→ **DOCUMENT PASSAGE**:
============================================================

Mapping the Polar Code
The Polar Code is a positive start, but it needs more work.
The idea of linking the operational envelope of different types of vessels to maps of suitable polar regions was considered, and abandoned, by the IMO member states debating the content of the Polar Code.
“The variation, both geographically and annually, is so big that you have to consider the actual operation of a vessel case-by-case,” says Morten Mejlænder-Larsen, Discipline Leader for Arctic Operation and Technology at DNV GL. “It is very dangerous to make a map because an area could be totally ice-free one year and then the next it could have heavy ice. So you have to be conservative and have a ship designed for the actual conditions.”
Ships operating in the Arctic and Antarctic are exposed to a number of unique risks. Poor weather conditions and the relative lack of good charts, communication systems and other navigational aids pose challenges for mariners. The remoteness of the areas makes rescue or clean-up operations difficult and costly. Cold temperatures may reduce the effectiveness of numerous components of the ship, ranging from deck machinery and emergency equipment to sea suctions. When ice is present, it can impose additional loads on the hull, propulsion system and appendages.
A risk-based approach to regulation is well-established now at IMO and has been incorporated into the Polar Code. “It is a good way of identifying the risks you have for a particular operation compared to just using proscriptive general rules,” says Mejlænder-Larsen. “However, when you take a risk-based approach you need to have data about the actual area where you plan to operate, and you need to involve people with experience.”
A lack of people with relevant cold climate experience has been identified as a challenge when introducing the Polar Code, and Mejlænder-Larsen agrees that a hazard analysis is only as good as the people participating in it. “After a while the industry will get more experience with how to carry out the risk analysis. Success will depend on bringing in experts.” It is very important to bring in people who have experience on the actual vessel and know about the equipment on board, he says.
In identifying the hazards, the shipping industry can draw from the experience of the offshore drilling industry, and shipping itself has gradually moved into colder areas. Only a few, such as FedNav and Royal Arctic Line, are already operating regularly in polar regions, but it is anticipated that the Arctic will open up gradually, and this will allow for valuable experience to be gained before activity expands into more heavily iced areas.

============================================================

→ **DATASET SECTION**:

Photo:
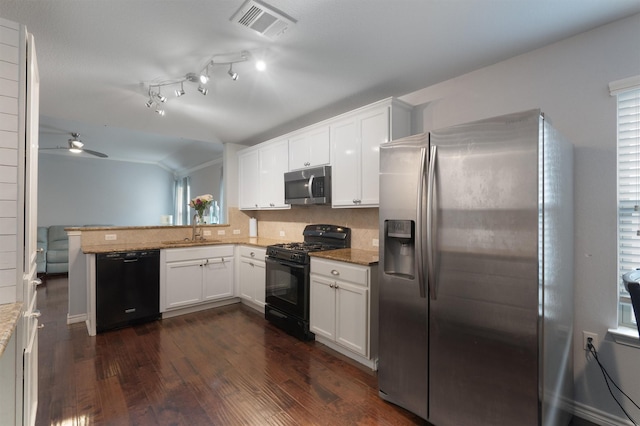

============================================================

→ **QUESTIONS**:
1. Answer from the Polar Code article:
(a) What position does Morten Mejlænder-Larsen hold at DNV GL?
(b) Which ship components does the article say cold temperatures may make less effective?
(c) Which two companies are named as already operating regularly in polar regions?
2. Reproduce word for word the part of the Polar Code article between "Mapping the Polar" and "of the Polar Code.", inclusive.

→ **RESPONSE LIST**:
1.
(a) Discipline Leader for Arctic Operation and Technology.
(b) Deck machinery, emergency equipment and sea suctions.
(c) FedNav and Royal Arctic Line.

2.
Mapping the Polar Code
The Polar Code is a positive start, but it needs more work.
The idea of linking the operational envelope of different types of vessels to maps of suitable polar regions was considered, and abandoned, by the IMO member states debating the content of the Polar Code.